Me ne sono ricordata all’improvviso: ma la Remington dov’é? Se dico Remington a scuola i ragazzi pensano a un telefonino, oppure alzano gli occhi per frugare nella breve memoria. Nella mia memoria la Remington è la prima macchina che ho imparato a usare in casa, scrivendo forse racconti d’amore, ma soprattutto tesine e tesi per l’università Appartiene al mondo delle cose di ogni giorno che ormai non usiamo più ma che restano sempre con noi e dalla cui storia noi veniamo. Infatti quell’oggetto ormai da tutti messo da parte (ma Marco Pannella so che la usa ancora…) aveva servito fedelmente la scrittura ben prima della rivoluzione dello schermo.
La macchina da scrivere era rimasta lì, dimenticata da tempi immemorabili, in un angolo del salotto. Era una Remington, nero lucida, appena leggermente scrostata, dei primi del Novecento. Appartenuta al nonno, vi avevo scritto su fin da ragazzina, mi piaceva da morire saltellare con un dito sui tasti per inventare le mie storie fantastiche… Molto più che con l’Olivetti anni sessanta (verde oliva, naturalmente) che usava mio padre. Ricordo i fogli di carta carbone, azzurro “copiativo”, si diceva, o grigio ferro, che il nonno avvocato usava per fare le copie di lettere e documenti ; imprimevano la scrittura in modo alquanto sbiadito, ma pur sempre leggibile, sulle carte veline sottostanti, messe alternate tra un foglio e un altro di quella strana carta che anneriva anche le dita appena la si toccava…
Se ne potevano fare poche copie per volta, ma poiché le fotocopiatrici non erano nemmeno nella mente di Dio, ed i bisogni spesso sono indotti, nessuno pensava di poter arrivare a consumare tanta carta e quelle poche copie si potevano certamente far bastare. Caso mai si ricominciava, dato che c’era anche tanto più tempo a disposizione…
E, già, quelle copie erano proprio le “veline”, fogli bianchi leggerissimi e semitrasparenti, su cui già Mussolini, da giornalista ormai duce, trasmetteva i suoi ordini alle redazioni. Oggi le parole hanno cambiato significato,visto che le “veline” sono diventate tutt’altro, mentre il potere non è meno arrogante e invasivo…
Una catena di oggetti si accompagna, pertanto, nella memoria, alla vecchia macchina da scrivere che, fondamentale e orgogliosa, troneggiava sulla scrivania liberty di legno chiaro…ed ora invece se ne sta in disparte, in un canto della biblioteca, tra i libri di storia, guarda caso, e il mitico Zingarelli… forse per ricordarci di andare a vedere alla voce corrispondente.

Oggetto dell'esercizio:
Riassuma in due frasi il brano sulla Remington.

Dati elencati:
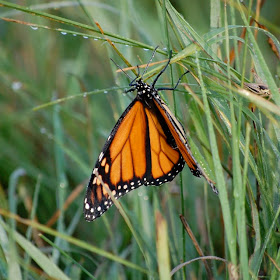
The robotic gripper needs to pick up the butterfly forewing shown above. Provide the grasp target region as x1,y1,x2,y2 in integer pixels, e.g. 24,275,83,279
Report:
84,96,184,221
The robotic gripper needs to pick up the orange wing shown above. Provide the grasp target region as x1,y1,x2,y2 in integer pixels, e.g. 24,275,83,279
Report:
84,97,184,221
153,98,218,194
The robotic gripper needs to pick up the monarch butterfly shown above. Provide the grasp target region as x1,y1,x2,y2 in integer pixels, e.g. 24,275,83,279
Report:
84,48,218,221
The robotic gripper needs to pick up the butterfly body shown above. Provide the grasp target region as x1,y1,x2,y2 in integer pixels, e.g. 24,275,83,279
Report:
84,50,217,221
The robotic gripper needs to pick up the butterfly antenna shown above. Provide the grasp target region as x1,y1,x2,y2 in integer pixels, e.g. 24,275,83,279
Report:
152,50,172,87
111,58,132,81
142,46,158,77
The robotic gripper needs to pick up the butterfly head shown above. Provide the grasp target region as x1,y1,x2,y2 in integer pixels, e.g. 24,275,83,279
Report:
126,78,156,99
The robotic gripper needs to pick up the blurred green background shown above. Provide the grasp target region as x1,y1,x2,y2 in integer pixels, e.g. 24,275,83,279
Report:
0,0,280,279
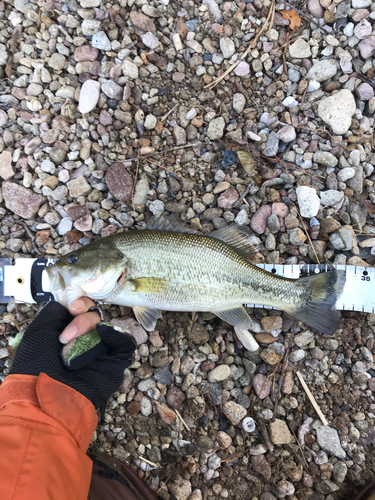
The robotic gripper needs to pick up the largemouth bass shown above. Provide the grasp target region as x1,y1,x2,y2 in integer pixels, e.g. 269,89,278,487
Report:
47,218,345,334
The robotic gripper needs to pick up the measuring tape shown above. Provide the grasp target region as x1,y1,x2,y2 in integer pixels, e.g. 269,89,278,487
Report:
0,258,375,313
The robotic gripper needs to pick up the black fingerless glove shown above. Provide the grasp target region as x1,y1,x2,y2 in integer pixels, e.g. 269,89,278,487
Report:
10,302,136,415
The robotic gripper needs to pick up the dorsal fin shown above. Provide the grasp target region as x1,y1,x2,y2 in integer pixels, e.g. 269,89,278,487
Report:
146,215,199,234
208,224,257,260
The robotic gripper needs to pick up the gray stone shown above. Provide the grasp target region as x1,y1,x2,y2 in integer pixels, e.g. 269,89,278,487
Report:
207,116,225,141
263,131,279,157
296,186,320,218
329,227,353,251
289,38,311,59
318,89,356,135
306,59,337,82
316,425,346,459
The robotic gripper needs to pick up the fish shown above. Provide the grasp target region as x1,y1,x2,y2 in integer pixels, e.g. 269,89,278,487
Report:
46,217,346,335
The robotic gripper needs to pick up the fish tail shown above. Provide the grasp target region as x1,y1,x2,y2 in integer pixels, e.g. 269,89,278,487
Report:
290,270,346,335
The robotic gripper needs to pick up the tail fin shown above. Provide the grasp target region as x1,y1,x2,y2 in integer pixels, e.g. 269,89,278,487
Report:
291,271,346,335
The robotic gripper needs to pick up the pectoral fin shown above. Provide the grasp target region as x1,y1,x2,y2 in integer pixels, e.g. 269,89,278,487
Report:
212,306,251,330
133,306,159,332
131,276,168,293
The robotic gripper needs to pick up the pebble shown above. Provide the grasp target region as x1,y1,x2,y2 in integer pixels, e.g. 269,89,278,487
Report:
0,151,14,181
318,89,356,135
316,425,346,459
2,182,45,219
220,36,236,59
78,80,100,114
208,365,230,383
207,116,225,141
296,186,320,219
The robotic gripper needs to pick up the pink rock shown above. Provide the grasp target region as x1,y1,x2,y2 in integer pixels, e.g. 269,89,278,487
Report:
74,45,99,62
233,61,250,76
250,205,272,234
253,373,272,399
307,0,324,19
217,188,239,210
272,202,289,218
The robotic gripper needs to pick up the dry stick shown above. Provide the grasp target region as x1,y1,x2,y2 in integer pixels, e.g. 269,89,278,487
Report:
204,0,275,89
160,103,178,122
132,154,139,212
272,333,294,422
296,370,328,425
292,203,320,264
5,26,21,78
175,410,190,432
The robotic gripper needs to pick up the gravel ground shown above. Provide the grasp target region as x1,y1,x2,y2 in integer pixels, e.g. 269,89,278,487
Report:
0,0,375,500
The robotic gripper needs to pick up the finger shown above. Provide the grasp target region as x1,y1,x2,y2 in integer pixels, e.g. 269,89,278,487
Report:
68,297,95,316
59,311,100,344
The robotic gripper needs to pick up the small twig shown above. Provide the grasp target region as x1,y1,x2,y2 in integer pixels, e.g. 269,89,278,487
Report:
160,103,178,122
175,410,190,432
132,154,139,212
5,26,21,78
272,333,294,422
204,0,275,89
296,370,328,425
139,457,159,468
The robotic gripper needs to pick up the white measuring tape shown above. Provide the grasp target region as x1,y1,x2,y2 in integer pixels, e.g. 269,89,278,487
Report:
0,258,375,313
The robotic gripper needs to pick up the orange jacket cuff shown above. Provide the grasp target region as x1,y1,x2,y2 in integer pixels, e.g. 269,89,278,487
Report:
0,373,98,451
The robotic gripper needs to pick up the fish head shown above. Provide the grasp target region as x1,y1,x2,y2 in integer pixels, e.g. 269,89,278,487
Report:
46,241,127,306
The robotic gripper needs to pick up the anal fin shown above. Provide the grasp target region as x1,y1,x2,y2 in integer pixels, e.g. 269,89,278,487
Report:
133,306,159,332
212,306,251,330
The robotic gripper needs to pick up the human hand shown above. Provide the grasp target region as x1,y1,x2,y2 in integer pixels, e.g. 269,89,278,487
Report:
10,299,136,410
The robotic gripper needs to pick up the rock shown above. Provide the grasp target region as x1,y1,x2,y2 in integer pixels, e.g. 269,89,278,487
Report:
253,373,272,399
2,182,45,219
306,59,337,82
66,175,91,198
223,401,247,425
329,227,353,251
263,131,279,157
269,418,293,445
91,31,112,51
166,386,185,410
130,10,156,33
220,36,236,59
250,204,272,234
314,151,338,167
318,89,356,135
320,189,344,207
356,83,374,101
307,0,324,19
316,425,346,459
289,38,312,59
233,61,250,76
217,188,239,210
121,59,139,80
101,80,123,101
78,80,100,114
142,31,160,50
207,116,225,141
48,52,66,71
296,186,320,218
105,162,133,201
169,476,192,500
208,365,230,383
111,318,148,345
0,151,14,181
289,227,307,246
277,125,296,143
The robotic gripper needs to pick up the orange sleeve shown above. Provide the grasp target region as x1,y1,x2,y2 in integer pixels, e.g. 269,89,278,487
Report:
0,373,98,500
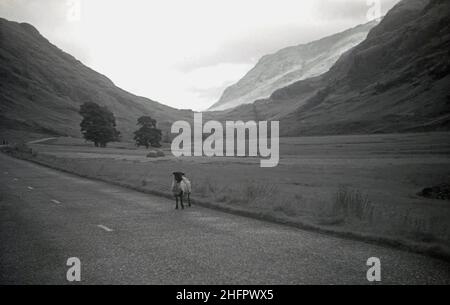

Esito dell'esercizio:
Il brano rievoca una Remington nera dei primi del Novecento, appartenuta al nonno, su cui chi scrive inventava storie fantastiche e scriveva tesine e tesi per l'università. Al ricordo della macchina si lega una catena di oggetti, come la carta carbone e le veline usate per le copie, e oggi essa, che un tempo troneggiava sulla scrivania, se ne sta in disparte in un angolo della biblioteca.